▸ Task to complete
Reproduce word for word the part of the commentary on First John 4:20 below that lies between "William Kelly (1822-1888), we" and "closed our eyes.", inclusive.

▸ Passage to read
•••••
NEW TESTAMENT CONTEXTUAL COMMENTARY
By Dr. Robert R Seyda
FIRST EPISTLE OF JOHN
CHAPTER FOUR (Lesson CXXXIX) 08/15/22
4:20If anyone says, “I love God,” but keeps hating their brother or sister, they are lying; for if they don’t love their brother or sister who is right in front of them, how can they love God whom they have never seen?
Johannes H. A. Ebrard (1818-1888) notes that by a subtle distinction, the Apostle John writes in the former half of this verse “love” but in the latter “loving.”  In the former case, he would describe the actual position of one who says they love God and nevertheless blunders so far as to allow themselves to hate their fellow citizen. That’s no doubt why John felt it was necessary to illuminate the sharp contrast and, therefore, to show the furthest point to which an error-prone conscience may be misled. The Apostle speaks in the presence of the experienced fact that a person sometimes does utter their assurance that they love God while nourishing hatred against their neighbor. But in the latter case, where the Apostle is laying down a doctrinal position that merely not-hating is insufficient, he must enforce the positive requirement that Christians should love their brothers and sisters. Hence, he writes: “The person that does not love their fellow believer, etc.” 
Charles Ellicott (1819-1904) says that these last three verses summarize the truth, and the duty in verses ten and eleven is vivid. God made it possible for us to love Him, and the first result of our feeling this power within us and allowing it to put itself into force will be seen in pure and devout care for all whom we can help. As usual, hating and not loving are interchangeable members of the class of misbehavior. John argues on the ground that it is much easier for human nature to be interested in what comes before its eyes than the things it imagines.” 
This is so true of Jesus. We would be able to love Him more if we could see Him than simply imagine Him as He sits in heaven. But our Lord told us, “You believe because you have seen Me. So blessed are those who believe without seeing Me.”  In other words, the Anointed One could say, “O yes, you’ll love Me as long as you can see me being with you in person, but those who will love Me even after I’m gone are the ones who will receive My blessing.”
William Kelly (1822-1888), we see here in verse twenty, we have the last of the false professions, as individualized in chapter two, as liars. Such language and conduct betray delusion, and the Apostle John does not hesitate to stigmatize that person as a liar. Our feeling toward a brother tests the truth or falsehood of our profession Godward. It is a present and tangible case. Here is my brother at my door, endowed with life in the Anointed One, and cleansed from their sins by the Anointed One’s blood; and do I allow on any pretext hatred in the heart and talk of loving the unseen God? It is a falsehood: Satan has closed our eyes.
•••••
▸ Raw records
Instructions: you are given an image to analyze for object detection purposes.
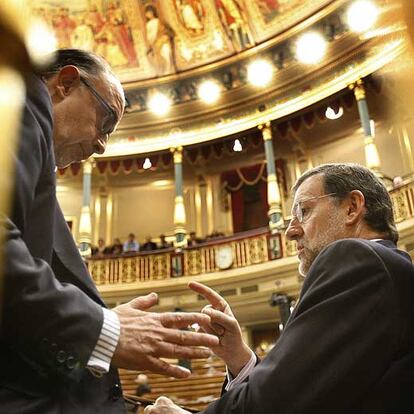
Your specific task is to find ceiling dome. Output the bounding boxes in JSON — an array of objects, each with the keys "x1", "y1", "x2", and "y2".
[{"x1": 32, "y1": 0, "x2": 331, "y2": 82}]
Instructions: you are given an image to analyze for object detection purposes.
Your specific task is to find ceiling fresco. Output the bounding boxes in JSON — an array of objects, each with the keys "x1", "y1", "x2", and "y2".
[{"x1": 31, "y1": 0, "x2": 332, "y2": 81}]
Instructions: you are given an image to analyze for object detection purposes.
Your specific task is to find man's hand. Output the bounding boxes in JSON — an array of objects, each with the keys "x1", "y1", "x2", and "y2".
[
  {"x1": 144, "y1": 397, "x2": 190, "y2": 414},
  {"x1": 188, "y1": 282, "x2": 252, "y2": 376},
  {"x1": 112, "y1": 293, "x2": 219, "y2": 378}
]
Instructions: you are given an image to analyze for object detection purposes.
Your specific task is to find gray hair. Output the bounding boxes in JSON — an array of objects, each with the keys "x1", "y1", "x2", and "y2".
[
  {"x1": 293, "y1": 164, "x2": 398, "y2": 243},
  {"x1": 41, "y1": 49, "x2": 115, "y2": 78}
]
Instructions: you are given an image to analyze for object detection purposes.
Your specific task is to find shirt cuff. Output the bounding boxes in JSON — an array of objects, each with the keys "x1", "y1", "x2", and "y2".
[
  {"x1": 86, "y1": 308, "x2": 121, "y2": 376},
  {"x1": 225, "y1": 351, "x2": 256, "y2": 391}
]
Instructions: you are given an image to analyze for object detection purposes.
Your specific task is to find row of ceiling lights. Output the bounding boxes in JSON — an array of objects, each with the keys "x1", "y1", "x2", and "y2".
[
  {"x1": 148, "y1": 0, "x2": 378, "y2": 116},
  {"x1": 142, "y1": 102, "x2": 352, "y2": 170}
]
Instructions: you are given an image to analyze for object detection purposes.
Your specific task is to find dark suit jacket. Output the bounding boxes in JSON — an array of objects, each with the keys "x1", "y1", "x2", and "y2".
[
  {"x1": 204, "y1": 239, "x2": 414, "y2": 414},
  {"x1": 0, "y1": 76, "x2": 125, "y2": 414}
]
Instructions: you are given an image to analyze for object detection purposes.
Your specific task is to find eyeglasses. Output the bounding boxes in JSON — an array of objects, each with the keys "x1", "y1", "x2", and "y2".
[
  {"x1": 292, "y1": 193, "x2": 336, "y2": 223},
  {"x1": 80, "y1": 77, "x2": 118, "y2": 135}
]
•••••
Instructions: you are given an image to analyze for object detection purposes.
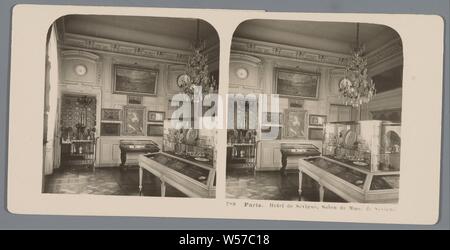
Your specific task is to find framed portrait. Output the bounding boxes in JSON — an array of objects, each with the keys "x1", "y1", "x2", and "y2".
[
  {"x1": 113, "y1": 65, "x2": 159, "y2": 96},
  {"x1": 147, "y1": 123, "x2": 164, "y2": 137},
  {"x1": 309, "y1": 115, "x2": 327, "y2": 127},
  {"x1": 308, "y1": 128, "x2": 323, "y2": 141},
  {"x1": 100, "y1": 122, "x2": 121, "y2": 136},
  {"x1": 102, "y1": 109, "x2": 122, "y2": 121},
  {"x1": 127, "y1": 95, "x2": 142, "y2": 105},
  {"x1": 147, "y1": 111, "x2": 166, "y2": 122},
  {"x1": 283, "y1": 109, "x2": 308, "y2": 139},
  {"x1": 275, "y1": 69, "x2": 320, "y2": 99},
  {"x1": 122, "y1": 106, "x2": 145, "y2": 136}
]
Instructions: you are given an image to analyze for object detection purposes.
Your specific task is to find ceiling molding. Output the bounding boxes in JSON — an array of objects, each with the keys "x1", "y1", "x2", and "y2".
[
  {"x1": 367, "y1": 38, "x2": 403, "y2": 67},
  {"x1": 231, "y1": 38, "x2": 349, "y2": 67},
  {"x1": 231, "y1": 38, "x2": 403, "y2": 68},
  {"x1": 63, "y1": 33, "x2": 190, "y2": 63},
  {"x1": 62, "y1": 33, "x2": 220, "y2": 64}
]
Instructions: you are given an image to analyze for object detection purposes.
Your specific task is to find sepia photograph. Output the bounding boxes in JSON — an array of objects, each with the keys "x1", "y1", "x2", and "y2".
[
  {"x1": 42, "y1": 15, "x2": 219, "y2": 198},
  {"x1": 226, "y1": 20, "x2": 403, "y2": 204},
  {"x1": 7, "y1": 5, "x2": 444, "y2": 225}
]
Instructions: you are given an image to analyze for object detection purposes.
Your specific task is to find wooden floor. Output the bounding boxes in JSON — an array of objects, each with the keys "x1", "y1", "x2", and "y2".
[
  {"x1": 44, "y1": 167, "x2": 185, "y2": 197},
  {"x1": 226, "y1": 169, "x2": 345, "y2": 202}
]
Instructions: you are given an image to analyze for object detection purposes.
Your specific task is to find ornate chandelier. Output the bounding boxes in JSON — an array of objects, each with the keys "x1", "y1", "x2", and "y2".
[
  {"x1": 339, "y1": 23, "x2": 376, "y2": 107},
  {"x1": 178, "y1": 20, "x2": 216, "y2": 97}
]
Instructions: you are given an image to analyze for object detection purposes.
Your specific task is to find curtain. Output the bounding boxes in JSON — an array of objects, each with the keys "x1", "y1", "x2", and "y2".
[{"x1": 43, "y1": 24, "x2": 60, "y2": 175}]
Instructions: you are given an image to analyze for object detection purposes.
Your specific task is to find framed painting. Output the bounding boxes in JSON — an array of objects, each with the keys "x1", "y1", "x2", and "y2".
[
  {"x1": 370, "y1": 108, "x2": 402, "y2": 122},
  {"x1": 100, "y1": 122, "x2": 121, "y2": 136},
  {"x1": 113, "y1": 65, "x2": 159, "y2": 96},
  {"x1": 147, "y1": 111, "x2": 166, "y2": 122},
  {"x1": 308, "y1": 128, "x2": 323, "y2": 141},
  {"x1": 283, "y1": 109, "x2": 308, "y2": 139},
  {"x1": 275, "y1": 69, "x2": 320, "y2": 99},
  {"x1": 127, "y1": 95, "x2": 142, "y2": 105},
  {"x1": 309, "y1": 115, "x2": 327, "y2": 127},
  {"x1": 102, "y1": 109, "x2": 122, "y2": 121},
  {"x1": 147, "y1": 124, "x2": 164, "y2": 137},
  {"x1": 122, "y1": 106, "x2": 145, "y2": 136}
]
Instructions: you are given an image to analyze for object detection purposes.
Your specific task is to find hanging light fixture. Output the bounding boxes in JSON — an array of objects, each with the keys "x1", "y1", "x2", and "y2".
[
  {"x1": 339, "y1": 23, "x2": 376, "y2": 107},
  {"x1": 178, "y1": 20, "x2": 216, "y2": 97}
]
•••••
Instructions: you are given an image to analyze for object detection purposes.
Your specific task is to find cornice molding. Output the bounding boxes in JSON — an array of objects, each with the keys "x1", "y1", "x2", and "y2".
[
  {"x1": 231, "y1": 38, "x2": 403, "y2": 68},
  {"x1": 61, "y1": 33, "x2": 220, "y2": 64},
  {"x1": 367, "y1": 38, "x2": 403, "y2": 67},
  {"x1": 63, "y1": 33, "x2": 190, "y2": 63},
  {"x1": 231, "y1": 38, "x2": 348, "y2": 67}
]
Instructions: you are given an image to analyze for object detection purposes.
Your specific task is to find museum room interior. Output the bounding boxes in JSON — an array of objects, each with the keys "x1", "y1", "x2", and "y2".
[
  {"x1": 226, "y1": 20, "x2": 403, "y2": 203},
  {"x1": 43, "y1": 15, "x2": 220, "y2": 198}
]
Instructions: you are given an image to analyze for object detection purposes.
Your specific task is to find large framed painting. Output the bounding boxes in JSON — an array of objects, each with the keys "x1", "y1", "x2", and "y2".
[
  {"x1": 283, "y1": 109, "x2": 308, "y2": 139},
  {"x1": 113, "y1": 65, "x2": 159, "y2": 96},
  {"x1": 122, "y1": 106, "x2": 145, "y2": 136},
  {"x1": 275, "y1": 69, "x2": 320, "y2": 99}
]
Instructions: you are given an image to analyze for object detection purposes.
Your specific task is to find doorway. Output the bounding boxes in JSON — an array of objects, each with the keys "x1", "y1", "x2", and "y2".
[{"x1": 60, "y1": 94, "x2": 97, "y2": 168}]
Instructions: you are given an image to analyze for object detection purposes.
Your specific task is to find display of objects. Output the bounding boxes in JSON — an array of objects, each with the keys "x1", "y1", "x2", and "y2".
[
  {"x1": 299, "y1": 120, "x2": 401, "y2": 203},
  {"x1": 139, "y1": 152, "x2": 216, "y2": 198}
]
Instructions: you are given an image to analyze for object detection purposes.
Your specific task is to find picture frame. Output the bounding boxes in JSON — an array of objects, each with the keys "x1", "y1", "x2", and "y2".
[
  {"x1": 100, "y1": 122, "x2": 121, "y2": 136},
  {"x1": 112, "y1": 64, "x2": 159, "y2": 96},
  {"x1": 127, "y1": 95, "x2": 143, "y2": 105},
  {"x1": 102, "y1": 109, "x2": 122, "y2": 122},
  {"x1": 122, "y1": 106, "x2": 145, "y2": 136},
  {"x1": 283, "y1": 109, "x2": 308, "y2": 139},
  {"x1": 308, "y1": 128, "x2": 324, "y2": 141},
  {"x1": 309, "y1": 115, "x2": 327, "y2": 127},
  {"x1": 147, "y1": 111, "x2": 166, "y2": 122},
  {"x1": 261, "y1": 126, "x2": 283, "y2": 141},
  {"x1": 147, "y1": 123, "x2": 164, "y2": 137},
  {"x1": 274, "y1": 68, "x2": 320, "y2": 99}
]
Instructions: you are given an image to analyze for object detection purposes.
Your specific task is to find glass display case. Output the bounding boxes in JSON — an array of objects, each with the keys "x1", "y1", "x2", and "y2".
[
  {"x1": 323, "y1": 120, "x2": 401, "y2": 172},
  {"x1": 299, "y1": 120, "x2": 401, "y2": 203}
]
•••••
▸ Task result
William Kelly (1822-1888), we see here in verse twenty, we have the last of the false professions, as individualized in chapter two, as liars. Such language and conduct betray delusion, and the Apostle John does not hesitate to stigmatize that person as a liar. Our feeling toward a brother tests the truth or falsehood of our profession Godward. It is a present and tangible case. Here is my brother at my door, endowed with life in the Anointed One, and cleansed from their sins by the Anointed One’s blood; and do I allow on any pretext hatred in the heart and talk of loving the unseen God? It is a falsehood: Satan has closed our eyes.